- [Required actions]:
1. From the anti-spam legislation chapter, return the passage between "The US CAN-SPAM" and "to receive it.", inclusive.
2. Answer these questions from the anti-spam legislation chapter:
(a) What was the implementation deadline for the EU Directive on Privacy and Electronic Communications?
(b) On what date did the UK Privacy and Electronic Communications Regulations 2003 come into force?
(c) Which body must enforce the provisions of the US CAN-SPAM Act?

- [Text passage]:

******

Chapter 12. Anti-Spam Legislation

Executive summary

Unsolicited commercial e-mail is a threat to the availability of networks and information, because of the extent to which it can clog up the arteries of the Internet; it is also the subject of regulation. When it is carrying a payload (virus, spyware, etc) – it can also be a threat to the confidentiality and integrity of that information. Organizations need to take action to defend their organizations against spam and also to ensure that their own electronic marketing is not treated as spam.

Regulation of electronic marketing

One person’s spam is another’s useful e-mail marketing – and most companies are interested in e-mail marketing, at least at the level of regular newsletters and other updates, all of which could fall within the definition of spam. In the Information Age, as more and more marketing becomes digital (and Instant Messaging, Cellphones and Voice over IP become attractive marketing vectors), so more and more organizations will need to address the issue as part of their overall IT governance approach.

The EU Directive on Privacy and Electronic Communications was passed in July 2002, with a deadline for implementation of October 2003. It set out guidelines for how direct marketing should and should not be done. It placed obligations on the senders of unsolicited commercial e-mail, including the requirement that people be required to opt-in to receive unsolicited messages, that false sender identities and false return addresses should be prohibited, and a genuine opt-out option should be provided. Not all EU countries have yet incorporated this directive into their national legislation and, where they have, it has not always been uniform.

UK Privacy and Electronic Communications Regulations 2003

For example, these UK regulations came into force on 11 December 2003 and superseded the earlier Telecommunications (Data Protection and Privacy) Regulations 1999. The UK’s Information Commissioner is also responsible for enforcing these regulations.

The regulations cover use, by telecommunication network and service providers, and individuals, of any publicly available electronic communications network for direct marketing purposes, and any unsolicited direct marketing activity by telephone, fax, electronic mail (which includes text/video/picture messaging, SMS and e-mail) and by automated telephone calling systems. The key right conferred both on individuals and corporate entities is the right to register their objection to receiving unsolicited direct marketing material, and it provides a mechanism for doing this.

The detailed law around data protection and privacy is evolving as cases work their way through the courts.

US CAN-SPAM Act

The US CAN-SPAM Act (‘Controlling the Assault of Non-Solicited Pornography and Marketing Act’) of 2003 set national standards in the US for the sending of commercial e-mail and requires the Federal Trade Commission (FTC) to enforce its provisions. This act permits e-mail marketers to send unsolicited commercial e-mail as long as it contains: an opt-out mechanism, a functioning return e-mail address, a valid subject line indicating it is an advertisement, the legitimate physical address of the mailer. The bill includes many other provisions, such as the formation of a national do-not-spam list, and the prohibition of certain email address collection methods. The ‘do-not-spam’ list idea was not a good one.

Many US states have also enacted anti-spam laws, some of which prohibit sending unsolicited commercial e-mail to state residents unless they have specifically opted-in to receive it.

******

Referring expression pointing data:
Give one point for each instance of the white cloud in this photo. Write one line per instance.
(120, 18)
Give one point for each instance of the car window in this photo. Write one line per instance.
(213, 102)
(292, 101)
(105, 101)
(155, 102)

******

- [Solutions to the tasks]:
1.
The US CAN-SPAM Act (‘Controlling the Assault of Non-Solicited Pornography and Marketing Act’) of 2003 set national standards in the US for the sending of commercial e-mail and requires the Federal Trade Commission (FTC) to enforce its provisions. This act permits e-mail marketers to send unsolicited commercial e-mail as long as it contains: an opt-out mechanism, a functioning return e-mail address, a valid subject line indicating it is an advertisement, the legitimate physical address of the mailer. The bill includes many other provisions, such as the formation of a national do-not-spam list, and the prohibition of certain email address collection methods. The ‘do-not-spam’ list idea was not a good one.

Many US states have also enacted anti-spam laws, some of which prohibit sending unsolicited commercial e-mail to state residents unless they have specifically opted-in to receive it.

2.
(a) October 2003
(b) 11 December 2003
(c) The Federal Trade Commission (FTC)